> WHAT YOU WILL DO: Locate the line that contains "Target: white headband", then copy it and all later lines of the data below exactly, through the last one.

Dataset records:

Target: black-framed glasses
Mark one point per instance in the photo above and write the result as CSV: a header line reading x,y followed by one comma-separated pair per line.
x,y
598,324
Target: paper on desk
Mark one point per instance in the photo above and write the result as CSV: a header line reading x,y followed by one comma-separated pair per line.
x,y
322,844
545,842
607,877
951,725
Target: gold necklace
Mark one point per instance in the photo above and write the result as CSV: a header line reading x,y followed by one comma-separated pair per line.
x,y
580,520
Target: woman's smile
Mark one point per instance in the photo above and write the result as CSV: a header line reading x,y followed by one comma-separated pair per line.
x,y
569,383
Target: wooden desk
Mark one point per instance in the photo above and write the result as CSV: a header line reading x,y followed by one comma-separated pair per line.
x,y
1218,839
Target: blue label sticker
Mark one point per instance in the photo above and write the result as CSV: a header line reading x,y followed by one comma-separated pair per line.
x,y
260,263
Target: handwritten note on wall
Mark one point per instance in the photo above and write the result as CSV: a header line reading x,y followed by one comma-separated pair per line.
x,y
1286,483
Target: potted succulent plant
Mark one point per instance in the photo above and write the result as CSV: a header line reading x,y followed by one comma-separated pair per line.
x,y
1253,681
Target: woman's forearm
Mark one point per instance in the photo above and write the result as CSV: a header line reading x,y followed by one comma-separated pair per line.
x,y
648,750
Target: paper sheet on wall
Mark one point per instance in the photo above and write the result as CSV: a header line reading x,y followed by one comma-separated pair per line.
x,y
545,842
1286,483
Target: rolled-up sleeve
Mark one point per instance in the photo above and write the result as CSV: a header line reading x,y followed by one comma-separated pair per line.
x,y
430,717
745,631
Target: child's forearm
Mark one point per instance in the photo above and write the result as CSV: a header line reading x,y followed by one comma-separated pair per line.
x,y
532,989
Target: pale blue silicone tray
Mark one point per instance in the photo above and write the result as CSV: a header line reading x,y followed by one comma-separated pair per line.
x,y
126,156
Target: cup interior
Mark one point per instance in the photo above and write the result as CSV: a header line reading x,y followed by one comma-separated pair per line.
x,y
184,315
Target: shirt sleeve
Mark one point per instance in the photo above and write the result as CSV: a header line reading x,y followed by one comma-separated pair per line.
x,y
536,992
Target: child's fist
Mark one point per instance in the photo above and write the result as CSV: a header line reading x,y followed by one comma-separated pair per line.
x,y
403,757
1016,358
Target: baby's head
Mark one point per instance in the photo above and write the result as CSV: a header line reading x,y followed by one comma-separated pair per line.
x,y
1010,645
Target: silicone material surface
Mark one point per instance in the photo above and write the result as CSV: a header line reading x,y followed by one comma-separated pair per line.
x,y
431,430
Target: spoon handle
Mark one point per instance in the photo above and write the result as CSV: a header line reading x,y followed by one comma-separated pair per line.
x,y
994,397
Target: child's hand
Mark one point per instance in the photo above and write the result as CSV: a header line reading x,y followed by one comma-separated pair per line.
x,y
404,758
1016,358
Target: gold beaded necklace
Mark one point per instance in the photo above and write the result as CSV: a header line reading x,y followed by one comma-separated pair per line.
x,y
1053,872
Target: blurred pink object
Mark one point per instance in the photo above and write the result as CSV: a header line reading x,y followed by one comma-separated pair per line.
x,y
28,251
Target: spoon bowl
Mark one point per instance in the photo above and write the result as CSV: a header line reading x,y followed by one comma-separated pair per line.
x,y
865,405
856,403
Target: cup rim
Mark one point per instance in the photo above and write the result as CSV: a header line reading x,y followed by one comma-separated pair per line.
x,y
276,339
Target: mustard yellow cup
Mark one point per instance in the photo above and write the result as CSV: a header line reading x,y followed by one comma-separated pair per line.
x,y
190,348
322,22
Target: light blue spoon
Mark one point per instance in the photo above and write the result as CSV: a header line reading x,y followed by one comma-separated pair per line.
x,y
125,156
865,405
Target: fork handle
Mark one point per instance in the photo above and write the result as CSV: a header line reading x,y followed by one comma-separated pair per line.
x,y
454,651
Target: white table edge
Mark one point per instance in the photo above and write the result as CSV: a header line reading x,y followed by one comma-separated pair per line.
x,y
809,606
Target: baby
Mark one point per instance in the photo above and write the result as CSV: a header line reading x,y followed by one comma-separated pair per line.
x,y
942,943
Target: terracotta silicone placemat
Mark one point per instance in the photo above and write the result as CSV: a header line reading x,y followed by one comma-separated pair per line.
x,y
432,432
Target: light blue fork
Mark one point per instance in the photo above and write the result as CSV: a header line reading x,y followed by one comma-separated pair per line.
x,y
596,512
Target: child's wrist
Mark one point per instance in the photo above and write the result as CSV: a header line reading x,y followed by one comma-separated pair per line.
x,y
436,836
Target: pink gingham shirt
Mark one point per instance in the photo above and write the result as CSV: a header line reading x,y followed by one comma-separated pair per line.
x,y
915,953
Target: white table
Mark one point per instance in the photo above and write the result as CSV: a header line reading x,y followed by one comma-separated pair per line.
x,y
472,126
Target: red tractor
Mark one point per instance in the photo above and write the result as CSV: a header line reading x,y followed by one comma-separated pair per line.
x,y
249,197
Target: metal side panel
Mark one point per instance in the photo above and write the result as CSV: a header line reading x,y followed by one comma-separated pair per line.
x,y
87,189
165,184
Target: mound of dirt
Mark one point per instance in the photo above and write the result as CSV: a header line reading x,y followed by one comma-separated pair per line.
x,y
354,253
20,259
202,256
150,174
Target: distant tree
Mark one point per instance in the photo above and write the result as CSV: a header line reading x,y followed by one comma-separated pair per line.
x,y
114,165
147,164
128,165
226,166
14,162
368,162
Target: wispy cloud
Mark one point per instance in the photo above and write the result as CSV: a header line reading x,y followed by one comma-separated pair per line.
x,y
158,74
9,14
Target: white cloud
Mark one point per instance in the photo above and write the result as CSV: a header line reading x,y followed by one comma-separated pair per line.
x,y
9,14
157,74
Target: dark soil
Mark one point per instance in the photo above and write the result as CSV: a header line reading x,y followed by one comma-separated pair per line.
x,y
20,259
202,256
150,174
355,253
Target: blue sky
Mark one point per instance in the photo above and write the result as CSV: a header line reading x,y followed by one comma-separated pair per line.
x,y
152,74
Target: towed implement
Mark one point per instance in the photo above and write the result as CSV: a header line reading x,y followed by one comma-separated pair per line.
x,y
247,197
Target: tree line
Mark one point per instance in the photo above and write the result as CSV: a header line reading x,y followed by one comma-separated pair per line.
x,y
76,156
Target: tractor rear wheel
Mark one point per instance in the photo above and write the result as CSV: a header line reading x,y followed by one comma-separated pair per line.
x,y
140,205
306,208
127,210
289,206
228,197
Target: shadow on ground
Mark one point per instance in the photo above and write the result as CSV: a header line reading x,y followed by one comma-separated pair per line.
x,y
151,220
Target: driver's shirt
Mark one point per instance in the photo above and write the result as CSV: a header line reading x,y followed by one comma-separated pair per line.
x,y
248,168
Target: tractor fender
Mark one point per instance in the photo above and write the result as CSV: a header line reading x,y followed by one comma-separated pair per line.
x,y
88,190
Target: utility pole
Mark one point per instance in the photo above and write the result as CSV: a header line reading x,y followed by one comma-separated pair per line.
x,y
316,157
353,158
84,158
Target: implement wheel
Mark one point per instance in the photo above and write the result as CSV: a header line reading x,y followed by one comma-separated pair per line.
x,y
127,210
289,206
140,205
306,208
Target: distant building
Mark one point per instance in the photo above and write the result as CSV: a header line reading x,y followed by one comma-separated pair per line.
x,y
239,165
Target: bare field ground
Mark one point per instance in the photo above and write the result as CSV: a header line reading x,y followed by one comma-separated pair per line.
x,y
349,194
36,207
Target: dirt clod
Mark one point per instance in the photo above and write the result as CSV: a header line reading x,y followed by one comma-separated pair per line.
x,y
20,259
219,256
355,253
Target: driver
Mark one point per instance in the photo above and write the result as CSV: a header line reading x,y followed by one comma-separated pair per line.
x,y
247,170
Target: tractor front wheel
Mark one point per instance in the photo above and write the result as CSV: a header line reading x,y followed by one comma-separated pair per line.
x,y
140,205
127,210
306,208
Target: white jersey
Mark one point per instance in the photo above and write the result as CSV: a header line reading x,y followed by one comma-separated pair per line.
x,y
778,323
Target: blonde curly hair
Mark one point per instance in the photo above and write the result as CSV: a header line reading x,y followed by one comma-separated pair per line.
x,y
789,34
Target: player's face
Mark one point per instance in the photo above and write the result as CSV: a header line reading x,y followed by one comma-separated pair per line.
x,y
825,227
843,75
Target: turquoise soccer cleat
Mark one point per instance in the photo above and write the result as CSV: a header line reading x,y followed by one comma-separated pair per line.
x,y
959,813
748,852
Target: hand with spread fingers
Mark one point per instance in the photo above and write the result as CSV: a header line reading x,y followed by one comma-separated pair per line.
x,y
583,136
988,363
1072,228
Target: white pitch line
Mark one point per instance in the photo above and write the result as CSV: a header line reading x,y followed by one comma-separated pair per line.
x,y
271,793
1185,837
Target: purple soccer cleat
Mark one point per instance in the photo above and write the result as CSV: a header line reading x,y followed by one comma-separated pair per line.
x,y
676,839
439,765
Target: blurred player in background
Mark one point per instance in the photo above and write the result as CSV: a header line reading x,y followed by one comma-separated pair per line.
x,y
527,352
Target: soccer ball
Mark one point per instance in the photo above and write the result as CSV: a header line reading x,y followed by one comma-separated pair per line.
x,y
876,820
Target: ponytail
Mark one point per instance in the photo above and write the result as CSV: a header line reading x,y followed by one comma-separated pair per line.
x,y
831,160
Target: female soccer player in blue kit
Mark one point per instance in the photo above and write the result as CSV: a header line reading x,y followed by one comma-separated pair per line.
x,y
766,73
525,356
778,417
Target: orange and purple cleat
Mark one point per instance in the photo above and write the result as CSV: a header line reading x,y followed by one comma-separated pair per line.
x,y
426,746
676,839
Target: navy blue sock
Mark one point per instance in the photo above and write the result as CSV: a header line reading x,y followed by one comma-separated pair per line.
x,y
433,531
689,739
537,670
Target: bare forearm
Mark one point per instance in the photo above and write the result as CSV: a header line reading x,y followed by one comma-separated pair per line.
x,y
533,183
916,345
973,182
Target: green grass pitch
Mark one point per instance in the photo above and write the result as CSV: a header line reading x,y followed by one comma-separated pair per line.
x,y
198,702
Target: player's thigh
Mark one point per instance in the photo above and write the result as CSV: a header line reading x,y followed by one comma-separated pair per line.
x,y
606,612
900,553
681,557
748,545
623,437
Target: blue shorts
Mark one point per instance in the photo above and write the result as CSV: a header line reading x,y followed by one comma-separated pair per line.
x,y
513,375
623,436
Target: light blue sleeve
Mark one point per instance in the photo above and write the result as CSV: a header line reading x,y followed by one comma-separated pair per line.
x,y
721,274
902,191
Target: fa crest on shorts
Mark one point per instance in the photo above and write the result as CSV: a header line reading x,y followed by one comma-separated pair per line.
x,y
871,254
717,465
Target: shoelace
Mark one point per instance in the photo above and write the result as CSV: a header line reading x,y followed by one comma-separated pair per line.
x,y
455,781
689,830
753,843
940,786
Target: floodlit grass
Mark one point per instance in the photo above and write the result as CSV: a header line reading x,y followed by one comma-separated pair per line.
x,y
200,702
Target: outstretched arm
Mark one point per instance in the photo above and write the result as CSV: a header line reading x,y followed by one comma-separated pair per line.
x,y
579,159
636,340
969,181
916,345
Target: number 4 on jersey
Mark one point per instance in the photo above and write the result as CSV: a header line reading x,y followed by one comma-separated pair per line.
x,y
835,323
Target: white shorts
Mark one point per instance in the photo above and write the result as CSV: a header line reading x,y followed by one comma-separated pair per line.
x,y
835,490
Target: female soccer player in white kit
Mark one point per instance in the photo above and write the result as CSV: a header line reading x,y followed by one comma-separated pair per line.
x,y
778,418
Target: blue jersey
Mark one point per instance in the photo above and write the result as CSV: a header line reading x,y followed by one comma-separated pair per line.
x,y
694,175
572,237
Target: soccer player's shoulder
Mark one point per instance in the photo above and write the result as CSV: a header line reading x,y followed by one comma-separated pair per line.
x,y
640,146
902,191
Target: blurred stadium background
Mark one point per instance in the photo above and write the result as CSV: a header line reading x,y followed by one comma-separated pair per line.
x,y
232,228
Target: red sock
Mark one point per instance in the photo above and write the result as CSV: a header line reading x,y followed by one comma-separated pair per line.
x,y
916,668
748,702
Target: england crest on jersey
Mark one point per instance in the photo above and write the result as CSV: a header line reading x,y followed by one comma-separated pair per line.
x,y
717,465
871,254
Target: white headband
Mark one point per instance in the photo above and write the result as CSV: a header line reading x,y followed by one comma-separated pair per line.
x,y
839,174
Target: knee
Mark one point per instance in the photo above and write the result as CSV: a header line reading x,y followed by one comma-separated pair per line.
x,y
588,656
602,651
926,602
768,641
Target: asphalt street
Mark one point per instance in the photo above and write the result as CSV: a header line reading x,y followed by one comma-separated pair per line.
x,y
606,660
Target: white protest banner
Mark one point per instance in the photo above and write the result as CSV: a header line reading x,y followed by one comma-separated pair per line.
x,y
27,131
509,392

> ANSWER:
Target: white headband
Mark one point per instance in the photo above and write the result as CSV: a header line reading x,y followed by one comma-separated pair per line.
x,y
839,174
Target: knee
Mark one point per instance in the photo above and write the result as CSV: a header line reading x,y followed by one comma-separated pair per line.
x,y
588,656
602,651
926,602
768,641
Target: asphalt street
Mark one point per instance in the photo above and write the result as CSV: a header line reading x,y followed by one comma-separated pair per line.
x,y
606,660
Target: white protest banner
Mark one point per instance in the photo above and write the result as CSV: a header line reading x,y followed by one comma-separated pair per line.
x,y
27,131
509,392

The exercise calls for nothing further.